● EXCERPT:
▶

A power-law density model , i.e. , \rho ( r ) \propto r ^ { - \gamma ^ { \prime } } has been commonly employed in strong gravitational lensing studies , including the so-called time-delay technique used to infer the Hubble constant H _ { 0 } .
However , since the radial scale at which strong lensing features are formed corresponds to the transition from the dominance of baryonic matter to dark matter , there is no known reason why galaxies should follow a power law in density .
The assumption of a power law artificially breaks the mass-sheet degeneracy , a well-known invariance transformation in gravitational lensing which affects the product of Hubble constant and time delay and can therefore cause a bias in the determination of H _ { 0 } from the time-delay technique .
In this paper , we use the Illustris hydrodynamical simulations to estimate the amplitude of this bias , and to understand how it is related to observational properties of galaxies .
Investigating a large sample of Illustris galaxies that have velocity dispersion \sigma _ { SIE } \geqslant 160 { km s ^ { -1 } } at redshifts below z = 1 , we find that the bias on H _ { 0 } introduced by the power-law assumption can reach 20 \% - 50 \% , with a scatter of 10 \% - 30 \% ( rms ) .
However , we find that by selecting galaxies with an inferred power-law model slope close to isothermal , it is possible to reduce the bias on H _ { 0 } to \la 5 \% , and the scatter to \la 10 \% .
This could potentially be used to form less biased statistical samples for H _ { 0 } measurements in the upcoming large survey era .

◀

● PROBLEM REQUIREMENTS:
Write out everything in the lensing abstract from "However , we" down to "survey era .", word for word.

● DATASET EXCERPTS:
▶

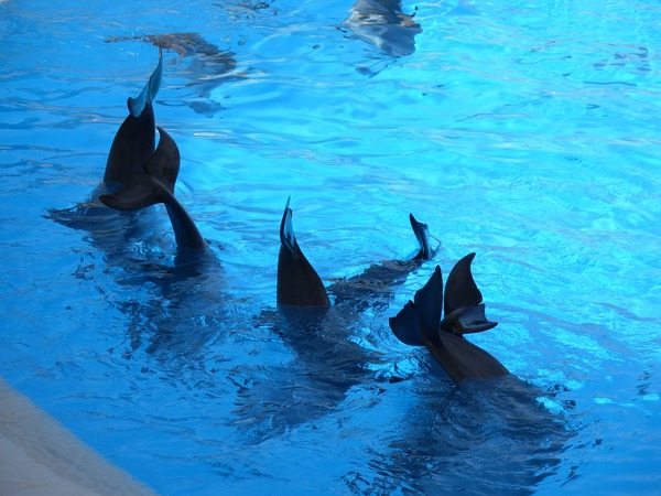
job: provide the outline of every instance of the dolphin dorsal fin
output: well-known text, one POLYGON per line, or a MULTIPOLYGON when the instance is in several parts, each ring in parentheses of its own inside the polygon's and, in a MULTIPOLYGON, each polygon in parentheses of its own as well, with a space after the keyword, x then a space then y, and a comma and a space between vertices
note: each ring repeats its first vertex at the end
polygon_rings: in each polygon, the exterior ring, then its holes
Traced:
POLYGON ((138 98, 130 98, 127 103, 129 107, 129 112, 131 116, 138 118, 147 107, 147 104, 152 104, 156 94, 159 93, 159 88, 161 87, 161 79, 163 77, 163 50, 159 47, 159 65, 150 76, 149 80, 142 88, 142 91, 138 96, 138 98))
POLYGON ((496 327, 485 315, 483 295, 470 271, 475 254, 462 258, 452 269, 445 285, 445 317, 441 330, 462 335, 496 327))
POLYGON ((432 247, 430 245, 430 227, 413 216, 413 214, 409 214, 409 220, 411 220, 411 227, 413 228, 413 234, 415 235, 415 239, 418 239, 418 245, 420 246, 420 251, 414 260, 430 260, 433 257, 432 247))
POLYGON ((443 274, 436 266, 426 284, 415 292, 413 301, 390 319, 390 328, 402 343, 411 346, 437 344, 442 305, 443 274))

◀

● ANSWER FOR THIS EXERCISE:
However , we find that by selecting galaxies with an inferred power-law model slope close to isothermal , it is possible to reduce the bias on H _ { 0 } to \la 5 \% , and the scatter to \la 10 \% .
This could potentially be used to form less biased statistical samples for H _ { 0 } measurements in the upcoming large survey era .